** EXERCISE INSTRUCTIONS **
a – In the Cannery Row text, on what date did the Pacific Fish Company become the first major cannery on Ocean View Avenue?
b – From the Cannery Row text, extract verbatim the passage that begins at the words "Fishing and canning" and stops after the words "to Cannery Row.".

SELECTED EXCERPT below:

Monterey, CA… Part 2

Cannery Row

We find a metered space and park under a brilliant blue sky, bright green leaves and luscious orange blooms.


The swift expansion of the Monterey fishing industry at the turn of the 20th century gave rise to the fish canning industry and the street that would be named Cannery Row. Frank Booth built the first cannery, a rudimentary salmon cannery near Fisherman’s Wharf. Cannery Row, however, would spring up farther out of town along Ocean View Avenue. On February 14, 1908 the Pacific Fish Company became the first major cannery on Ocean View Avenue.

Fishing and canning technology improved and prepared Monterey for the huge spike in demand for canned sardines brought about by World War I. The industry slowed during the Great Depression. World War II, however, revived the canning industry. (

After World War II the sardines disappeared from Monterey Bay, bringing economic ruin to Cannery Row.

The founding of the Cannery Row Company In 1976 began a revival of Cannery Row that transformed it from a street of burned and decrepit canneries to the number one visitor destination on California’s Central Coast. (

Clans,  cultures, and canneries

During the 1500s some 10,000 Native Americans lived along the coast between San Francisco and Big Sur. The Ohlone people comprised 40 different tribes each one with its own name, leader, and language. They boiled acorns to prepare thick porridge and bread, hunted deer, elk, and bear, and fished for whales, sea lions, and otters.

The Spanish came to the area around 1542 searching for the mythical Northwest Passage connecting the Pacific and Atlantic Oceans. In 1770 the first Spanish mission was established in Monterey near Cannery Row.

Fishermen from China arrived as early as 1814 to catch salmon. In the early 1850s they built stilted shanties against the coastal rocks. They tied up their flat-bottomed fishing boats at the back door. By 1853 some 600 fishermen were trolling the bay waters for salmon.

Portuguese whalers also arrived in the 1850s because of the abundance of humpback and gray whales. Blubber was used for lighting torches until kerosene replaced the need for whale oil.

In the early 1890s Japanese fishermen came to catch abalone. They introduced new techniques, insulated suits, and helmets to the diving process. Before their arrival the only way to collect abalone was to free dive in dangerous conditions in chilly water temperatures.

End of SELECTED EXCERPT.
DATA SECTION below:

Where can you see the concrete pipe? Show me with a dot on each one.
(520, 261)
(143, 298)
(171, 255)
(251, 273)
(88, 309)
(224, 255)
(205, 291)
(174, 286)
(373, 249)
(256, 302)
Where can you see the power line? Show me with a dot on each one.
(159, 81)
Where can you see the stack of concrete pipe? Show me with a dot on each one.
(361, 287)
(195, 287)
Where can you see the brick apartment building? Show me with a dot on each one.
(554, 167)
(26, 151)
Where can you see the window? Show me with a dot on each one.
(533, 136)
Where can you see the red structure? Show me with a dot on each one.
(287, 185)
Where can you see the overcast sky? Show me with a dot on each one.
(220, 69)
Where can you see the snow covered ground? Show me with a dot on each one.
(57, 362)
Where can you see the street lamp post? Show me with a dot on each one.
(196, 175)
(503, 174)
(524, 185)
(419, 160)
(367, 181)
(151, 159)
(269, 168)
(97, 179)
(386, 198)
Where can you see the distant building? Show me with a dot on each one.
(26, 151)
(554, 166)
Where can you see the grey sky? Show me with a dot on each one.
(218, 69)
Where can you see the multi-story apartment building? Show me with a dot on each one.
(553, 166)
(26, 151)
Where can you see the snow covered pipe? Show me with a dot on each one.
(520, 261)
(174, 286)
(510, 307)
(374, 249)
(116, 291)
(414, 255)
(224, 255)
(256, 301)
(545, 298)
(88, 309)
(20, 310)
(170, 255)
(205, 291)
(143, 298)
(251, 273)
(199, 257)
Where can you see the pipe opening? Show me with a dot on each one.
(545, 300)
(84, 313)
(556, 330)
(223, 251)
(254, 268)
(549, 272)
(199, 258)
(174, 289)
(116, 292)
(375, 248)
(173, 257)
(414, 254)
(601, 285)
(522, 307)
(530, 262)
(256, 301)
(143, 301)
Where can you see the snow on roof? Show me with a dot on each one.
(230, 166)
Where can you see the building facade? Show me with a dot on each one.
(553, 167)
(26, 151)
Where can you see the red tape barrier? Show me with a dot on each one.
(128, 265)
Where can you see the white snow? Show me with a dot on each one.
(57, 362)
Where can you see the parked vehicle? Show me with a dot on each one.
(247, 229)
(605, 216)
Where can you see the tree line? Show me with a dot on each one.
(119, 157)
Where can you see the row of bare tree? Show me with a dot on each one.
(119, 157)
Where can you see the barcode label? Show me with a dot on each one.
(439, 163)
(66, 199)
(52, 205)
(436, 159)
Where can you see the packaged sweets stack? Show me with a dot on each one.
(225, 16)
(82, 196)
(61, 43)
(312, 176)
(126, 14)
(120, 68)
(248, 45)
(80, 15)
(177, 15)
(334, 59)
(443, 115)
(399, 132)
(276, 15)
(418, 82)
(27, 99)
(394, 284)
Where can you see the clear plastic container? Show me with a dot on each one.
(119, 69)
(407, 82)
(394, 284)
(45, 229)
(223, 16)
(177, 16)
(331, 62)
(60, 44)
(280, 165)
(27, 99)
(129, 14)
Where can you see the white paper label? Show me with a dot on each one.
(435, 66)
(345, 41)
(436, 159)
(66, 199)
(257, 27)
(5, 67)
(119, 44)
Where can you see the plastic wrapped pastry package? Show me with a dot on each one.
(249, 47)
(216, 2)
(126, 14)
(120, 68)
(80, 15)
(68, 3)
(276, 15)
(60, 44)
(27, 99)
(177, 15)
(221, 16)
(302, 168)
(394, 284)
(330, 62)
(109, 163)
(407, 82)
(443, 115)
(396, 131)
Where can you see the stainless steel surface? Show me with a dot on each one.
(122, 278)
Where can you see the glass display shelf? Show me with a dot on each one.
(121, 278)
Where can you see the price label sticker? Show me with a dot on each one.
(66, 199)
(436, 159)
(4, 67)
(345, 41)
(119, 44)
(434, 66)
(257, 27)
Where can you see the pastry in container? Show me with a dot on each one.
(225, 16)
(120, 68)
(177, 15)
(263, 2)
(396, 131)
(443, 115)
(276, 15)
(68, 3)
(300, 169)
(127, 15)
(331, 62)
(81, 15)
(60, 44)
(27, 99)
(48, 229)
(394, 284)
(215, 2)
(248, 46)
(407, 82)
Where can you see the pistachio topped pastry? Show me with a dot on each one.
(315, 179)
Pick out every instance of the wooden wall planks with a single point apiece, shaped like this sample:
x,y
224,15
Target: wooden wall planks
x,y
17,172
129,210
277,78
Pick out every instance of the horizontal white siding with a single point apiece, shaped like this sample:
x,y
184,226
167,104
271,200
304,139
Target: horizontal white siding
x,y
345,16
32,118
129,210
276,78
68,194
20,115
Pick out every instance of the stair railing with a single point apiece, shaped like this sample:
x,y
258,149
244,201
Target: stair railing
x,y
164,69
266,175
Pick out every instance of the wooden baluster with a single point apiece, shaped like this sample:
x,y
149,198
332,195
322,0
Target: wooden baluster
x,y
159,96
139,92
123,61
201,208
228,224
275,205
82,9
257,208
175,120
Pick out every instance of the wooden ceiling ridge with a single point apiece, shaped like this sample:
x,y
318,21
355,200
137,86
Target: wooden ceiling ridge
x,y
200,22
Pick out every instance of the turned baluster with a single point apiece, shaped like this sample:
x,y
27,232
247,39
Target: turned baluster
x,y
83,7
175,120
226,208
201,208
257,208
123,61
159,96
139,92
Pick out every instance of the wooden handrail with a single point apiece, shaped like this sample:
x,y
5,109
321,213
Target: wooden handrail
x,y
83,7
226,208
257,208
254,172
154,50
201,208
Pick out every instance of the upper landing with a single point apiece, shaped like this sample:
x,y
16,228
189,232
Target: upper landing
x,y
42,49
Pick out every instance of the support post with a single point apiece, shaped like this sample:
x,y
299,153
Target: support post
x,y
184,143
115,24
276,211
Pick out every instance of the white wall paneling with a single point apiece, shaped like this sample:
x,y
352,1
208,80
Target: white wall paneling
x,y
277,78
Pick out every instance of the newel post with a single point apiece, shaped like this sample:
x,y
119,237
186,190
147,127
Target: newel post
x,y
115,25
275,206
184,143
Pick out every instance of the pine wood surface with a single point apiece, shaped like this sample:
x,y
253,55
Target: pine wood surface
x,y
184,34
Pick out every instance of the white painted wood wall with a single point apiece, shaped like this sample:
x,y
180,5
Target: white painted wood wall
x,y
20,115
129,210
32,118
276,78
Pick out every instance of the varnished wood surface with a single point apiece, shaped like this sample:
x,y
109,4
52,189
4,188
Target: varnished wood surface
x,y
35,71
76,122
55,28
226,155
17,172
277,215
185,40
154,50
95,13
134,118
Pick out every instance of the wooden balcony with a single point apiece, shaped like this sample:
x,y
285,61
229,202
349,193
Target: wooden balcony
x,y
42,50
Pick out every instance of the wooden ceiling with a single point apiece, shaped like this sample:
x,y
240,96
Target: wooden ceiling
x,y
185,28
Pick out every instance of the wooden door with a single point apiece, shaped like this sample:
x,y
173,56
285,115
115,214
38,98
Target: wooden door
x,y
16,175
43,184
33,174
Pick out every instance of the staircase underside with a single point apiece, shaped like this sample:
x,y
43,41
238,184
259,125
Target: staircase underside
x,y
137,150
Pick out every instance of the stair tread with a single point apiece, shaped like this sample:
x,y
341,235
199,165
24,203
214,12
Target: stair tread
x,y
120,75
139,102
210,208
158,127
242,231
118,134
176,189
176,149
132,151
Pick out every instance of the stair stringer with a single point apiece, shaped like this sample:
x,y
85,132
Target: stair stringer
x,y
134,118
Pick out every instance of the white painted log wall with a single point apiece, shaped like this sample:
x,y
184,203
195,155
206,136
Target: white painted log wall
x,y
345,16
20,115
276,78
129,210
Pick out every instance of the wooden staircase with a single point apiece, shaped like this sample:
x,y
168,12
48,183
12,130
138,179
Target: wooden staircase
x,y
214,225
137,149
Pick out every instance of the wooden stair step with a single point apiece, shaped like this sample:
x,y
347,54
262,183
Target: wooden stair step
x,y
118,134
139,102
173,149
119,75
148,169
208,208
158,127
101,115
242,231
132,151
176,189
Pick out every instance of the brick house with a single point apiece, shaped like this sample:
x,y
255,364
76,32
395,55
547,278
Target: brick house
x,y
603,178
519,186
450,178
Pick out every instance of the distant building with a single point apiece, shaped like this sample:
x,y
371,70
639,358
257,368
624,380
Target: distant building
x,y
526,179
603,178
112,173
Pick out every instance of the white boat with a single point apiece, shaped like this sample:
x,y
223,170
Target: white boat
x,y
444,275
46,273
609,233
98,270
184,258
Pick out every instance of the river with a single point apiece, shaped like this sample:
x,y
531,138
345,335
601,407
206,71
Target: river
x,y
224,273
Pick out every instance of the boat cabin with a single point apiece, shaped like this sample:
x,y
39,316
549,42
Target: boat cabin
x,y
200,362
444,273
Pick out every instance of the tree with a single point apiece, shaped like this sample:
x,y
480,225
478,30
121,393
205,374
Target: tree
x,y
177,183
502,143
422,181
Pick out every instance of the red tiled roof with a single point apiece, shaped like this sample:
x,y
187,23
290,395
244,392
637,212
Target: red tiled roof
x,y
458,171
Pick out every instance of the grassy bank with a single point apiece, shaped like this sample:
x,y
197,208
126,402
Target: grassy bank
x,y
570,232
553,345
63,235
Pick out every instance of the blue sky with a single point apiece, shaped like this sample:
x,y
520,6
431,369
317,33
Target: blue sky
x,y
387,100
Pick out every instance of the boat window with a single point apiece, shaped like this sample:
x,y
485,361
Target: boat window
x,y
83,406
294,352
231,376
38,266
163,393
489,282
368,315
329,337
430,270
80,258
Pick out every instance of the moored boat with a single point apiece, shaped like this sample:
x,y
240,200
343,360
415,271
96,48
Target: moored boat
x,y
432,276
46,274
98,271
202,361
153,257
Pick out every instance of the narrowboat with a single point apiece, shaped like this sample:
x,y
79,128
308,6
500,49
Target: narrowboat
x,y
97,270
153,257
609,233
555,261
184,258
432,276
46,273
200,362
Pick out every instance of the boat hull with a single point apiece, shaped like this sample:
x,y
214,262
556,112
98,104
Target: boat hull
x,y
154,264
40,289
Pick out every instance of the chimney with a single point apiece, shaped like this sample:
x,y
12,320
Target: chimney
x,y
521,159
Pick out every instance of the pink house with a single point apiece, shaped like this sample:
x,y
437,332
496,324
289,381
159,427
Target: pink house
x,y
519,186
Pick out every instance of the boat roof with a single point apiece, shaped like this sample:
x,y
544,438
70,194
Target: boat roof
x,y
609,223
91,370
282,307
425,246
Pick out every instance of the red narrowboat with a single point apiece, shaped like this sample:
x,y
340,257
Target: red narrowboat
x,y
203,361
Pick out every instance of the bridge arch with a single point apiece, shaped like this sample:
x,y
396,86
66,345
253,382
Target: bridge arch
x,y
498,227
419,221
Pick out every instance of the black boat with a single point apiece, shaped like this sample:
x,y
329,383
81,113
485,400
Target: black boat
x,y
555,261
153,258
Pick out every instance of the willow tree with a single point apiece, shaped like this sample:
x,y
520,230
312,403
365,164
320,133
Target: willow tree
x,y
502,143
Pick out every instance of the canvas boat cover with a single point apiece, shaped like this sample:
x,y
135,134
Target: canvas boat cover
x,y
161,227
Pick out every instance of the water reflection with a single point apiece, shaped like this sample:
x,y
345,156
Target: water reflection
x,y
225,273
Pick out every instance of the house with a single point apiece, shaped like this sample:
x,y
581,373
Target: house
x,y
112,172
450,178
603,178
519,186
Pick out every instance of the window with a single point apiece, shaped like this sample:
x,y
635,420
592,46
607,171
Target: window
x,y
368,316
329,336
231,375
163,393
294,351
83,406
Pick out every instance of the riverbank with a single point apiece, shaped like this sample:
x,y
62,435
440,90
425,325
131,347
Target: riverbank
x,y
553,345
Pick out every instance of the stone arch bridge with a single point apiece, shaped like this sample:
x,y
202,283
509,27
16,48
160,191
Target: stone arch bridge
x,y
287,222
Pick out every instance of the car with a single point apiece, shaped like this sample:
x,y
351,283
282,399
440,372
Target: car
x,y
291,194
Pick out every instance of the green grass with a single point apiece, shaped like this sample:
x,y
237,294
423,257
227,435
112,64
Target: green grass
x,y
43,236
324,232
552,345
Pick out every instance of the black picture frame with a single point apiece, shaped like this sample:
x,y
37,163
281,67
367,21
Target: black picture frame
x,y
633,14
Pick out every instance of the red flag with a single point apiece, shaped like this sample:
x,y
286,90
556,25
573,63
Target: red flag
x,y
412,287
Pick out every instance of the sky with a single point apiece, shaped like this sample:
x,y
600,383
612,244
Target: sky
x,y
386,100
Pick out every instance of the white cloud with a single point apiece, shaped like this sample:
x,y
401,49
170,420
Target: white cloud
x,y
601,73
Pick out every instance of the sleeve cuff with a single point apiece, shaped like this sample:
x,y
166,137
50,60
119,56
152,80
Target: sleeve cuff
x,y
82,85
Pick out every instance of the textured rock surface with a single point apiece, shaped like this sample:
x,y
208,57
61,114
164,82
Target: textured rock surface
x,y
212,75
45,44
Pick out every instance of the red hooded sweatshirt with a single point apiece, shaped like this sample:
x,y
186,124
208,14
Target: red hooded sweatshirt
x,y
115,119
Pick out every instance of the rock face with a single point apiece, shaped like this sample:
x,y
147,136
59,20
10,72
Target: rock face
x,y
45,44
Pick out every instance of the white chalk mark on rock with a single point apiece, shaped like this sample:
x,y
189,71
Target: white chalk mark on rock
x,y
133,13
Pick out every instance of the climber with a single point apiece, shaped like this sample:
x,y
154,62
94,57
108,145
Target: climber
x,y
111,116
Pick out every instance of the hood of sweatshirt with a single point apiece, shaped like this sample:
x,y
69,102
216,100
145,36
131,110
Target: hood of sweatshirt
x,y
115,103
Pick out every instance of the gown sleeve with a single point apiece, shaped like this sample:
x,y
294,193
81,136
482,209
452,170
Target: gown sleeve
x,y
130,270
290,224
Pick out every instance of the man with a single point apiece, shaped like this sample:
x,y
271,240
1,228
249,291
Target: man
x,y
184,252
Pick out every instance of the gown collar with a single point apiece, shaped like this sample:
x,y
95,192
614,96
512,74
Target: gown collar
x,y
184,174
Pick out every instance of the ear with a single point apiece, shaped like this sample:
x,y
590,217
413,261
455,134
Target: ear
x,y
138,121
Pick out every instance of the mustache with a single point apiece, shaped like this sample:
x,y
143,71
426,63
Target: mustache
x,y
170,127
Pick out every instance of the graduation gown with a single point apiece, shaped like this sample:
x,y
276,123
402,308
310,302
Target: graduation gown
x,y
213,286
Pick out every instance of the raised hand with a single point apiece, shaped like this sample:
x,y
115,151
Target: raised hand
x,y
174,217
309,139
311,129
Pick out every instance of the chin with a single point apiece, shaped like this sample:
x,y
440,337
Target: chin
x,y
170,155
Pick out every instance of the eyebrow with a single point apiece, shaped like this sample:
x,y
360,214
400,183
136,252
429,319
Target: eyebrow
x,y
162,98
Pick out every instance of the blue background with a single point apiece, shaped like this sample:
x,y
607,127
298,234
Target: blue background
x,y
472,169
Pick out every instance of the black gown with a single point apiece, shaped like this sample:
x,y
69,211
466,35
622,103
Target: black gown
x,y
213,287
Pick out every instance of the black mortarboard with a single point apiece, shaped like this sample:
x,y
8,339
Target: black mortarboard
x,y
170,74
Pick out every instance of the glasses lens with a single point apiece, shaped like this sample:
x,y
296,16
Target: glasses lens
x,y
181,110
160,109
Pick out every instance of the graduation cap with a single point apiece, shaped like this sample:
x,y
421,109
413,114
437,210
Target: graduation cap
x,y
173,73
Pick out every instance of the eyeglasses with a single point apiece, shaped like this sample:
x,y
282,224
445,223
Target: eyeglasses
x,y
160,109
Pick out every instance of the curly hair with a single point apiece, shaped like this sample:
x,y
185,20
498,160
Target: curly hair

End of DATA SECTION.

** SOLUTION SET **
a – February 14, 1908

b –
Fishing and canning technology improved and prepared Monterey for the huge spike in demand for canned sardines brought about by World War I. The industry slowed during the Great Depression. World War II, however, revived the canning industry. (

After World War II the sardines disappeared from Monterey Bay, bringing economic ruin to Cannery Row.